Copy each of the following lines verbatim, preserving their original order.

PROVIDED DATA:

========

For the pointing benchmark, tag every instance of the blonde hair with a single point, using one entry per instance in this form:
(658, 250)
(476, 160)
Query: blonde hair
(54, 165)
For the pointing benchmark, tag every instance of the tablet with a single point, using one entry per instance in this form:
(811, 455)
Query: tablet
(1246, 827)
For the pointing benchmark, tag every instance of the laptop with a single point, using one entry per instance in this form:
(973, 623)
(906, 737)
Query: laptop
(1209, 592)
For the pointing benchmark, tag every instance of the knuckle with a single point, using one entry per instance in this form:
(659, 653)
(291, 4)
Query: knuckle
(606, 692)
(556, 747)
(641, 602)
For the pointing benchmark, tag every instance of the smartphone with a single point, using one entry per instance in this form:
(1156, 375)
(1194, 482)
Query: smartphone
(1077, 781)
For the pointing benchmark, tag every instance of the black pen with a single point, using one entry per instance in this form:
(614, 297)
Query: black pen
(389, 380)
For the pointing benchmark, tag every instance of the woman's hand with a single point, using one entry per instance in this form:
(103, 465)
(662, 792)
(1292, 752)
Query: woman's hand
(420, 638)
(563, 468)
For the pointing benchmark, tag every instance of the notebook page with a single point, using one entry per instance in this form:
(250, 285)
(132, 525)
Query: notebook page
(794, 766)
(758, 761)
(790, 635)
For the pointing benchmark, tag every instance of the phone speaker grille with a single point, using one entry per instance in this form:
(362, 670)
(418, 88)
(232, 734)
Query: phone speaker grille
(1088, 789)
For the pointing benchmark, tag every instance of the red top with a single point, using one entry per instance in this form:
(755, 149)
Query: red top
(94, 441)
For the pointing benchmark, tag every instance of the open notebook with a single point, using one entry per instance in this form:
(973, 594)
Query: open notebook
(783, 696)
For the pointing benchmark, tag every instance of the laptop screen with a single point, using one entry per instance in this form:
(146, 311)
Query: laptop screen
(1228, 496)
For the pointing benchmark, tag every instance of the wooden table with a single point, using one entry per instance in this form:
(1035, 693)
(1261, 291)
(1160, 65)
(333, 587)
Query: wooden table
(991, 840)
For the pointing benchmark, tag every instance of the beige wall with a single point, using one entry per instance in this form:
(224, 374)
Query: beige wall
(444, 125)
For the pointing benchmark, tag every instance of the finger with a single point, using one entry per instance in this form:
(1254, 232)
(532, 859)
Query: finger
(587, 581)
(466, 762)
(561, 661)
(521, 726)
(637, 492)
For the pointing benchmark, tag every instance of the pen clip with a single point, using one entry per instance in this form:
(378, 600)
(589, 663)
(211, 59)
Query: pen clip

========

ANSWER TO THE PROBLEM:
For the pointing benchmark, tag every instance of the blonde hair with a single point, using one entry per instance in this form:
(658, 250)
(476, 160)
Query: blonde hair
(54, 165)
For the pointing benchmark, tag every instance of the tablet with a single point, using one entry per instance in this form:
(811, 455)
Query: tablet
(1246, 827)
For the pointing benchmark, tag every instance of the laptop with a single point, using one entry per instance in this form:
(973, 623)
(906, 737)
Query: laptop
(1209, 592)
For the pointing benchmark, tag every instance of the knuckle with a single point, using one entry per instance in this form:
(659, 653)
(291, 4)
Query: knuckle
(606, 692)
(556, 747)
(641, 602)
For the pointing benchmark, tag every instance of the smartphone with a single point, using one entry per instance in this form:
(1156, 375)
(1194, 482)
Query: smartphone
(1077, 781)
For the pointing benchmark, tag every instance of the black pen with a single point, using one entry per instance in this form:
(614, 297)
Query: black pen
(389, 380)
For the pointing benchmark, tag every instance of the woman's hand with a single point, using one entry per instance in this form:
(103, 465)
(662, 792)
(1292, 752)
Query: woman's hand
(420, 638)
(563, 468)
For the pointing benchmark, tag every instance of the notebook page with a single point, using one entry per instance in this form:
(250, 285)
(132, 525)
Query: notebook page
(794, 766)
(758, 761)
(790, 635)
For the pointing benchmark, tag every instance of the phone speaker grille with a single point, using one entry per instance in this form:
(362, 670)
(418, 88)
(232, 734)
Query: phone speaker grille
(1088, 789)
For the pointing benchmark, tag every instance of the red top with a single point, using one entry per instance in this form:
(755, 149)
Query: red top
(94, 441)
For the pointing benchmark, tag every instance of the open notebook with a single point, using one entry per instance in this form:
(973, 594)
Query: open notebook
(783, 696)
For the pointing benchmark, tag every instance of the laptop screen with a single point, using one entry per instance in this form:
(146, 311)
Query: laptop screen
(1228, 496)
For the pointing benchmark, tag every instance of the wooden table with a single point, using one entry per instance in this form:
(1035, 693)
(1261, 291)
(1160, 65)
(333, 587)
Query: wooden table
(991, 840)
For the pointing benchmark, tag every instance of the beige wall with a single point, using one entry per instance in this form:
(224, 374)
Query: beige wall
(444, 125)
For the pointing benchmark, tag every instance of the finger with a single point, using one entry per instance in this form:
(1254, 232)
(532, 859)
Query: finger
(587, 581)
(466, 762)
(561, 661)
(521, 726)
(637, 492)
For the pointing benchmark, tag every instance of the pen clip with a single point, using one entry per instance in this form:
(378, 600)
(589, 663)
(211, 59)
Query: pen clip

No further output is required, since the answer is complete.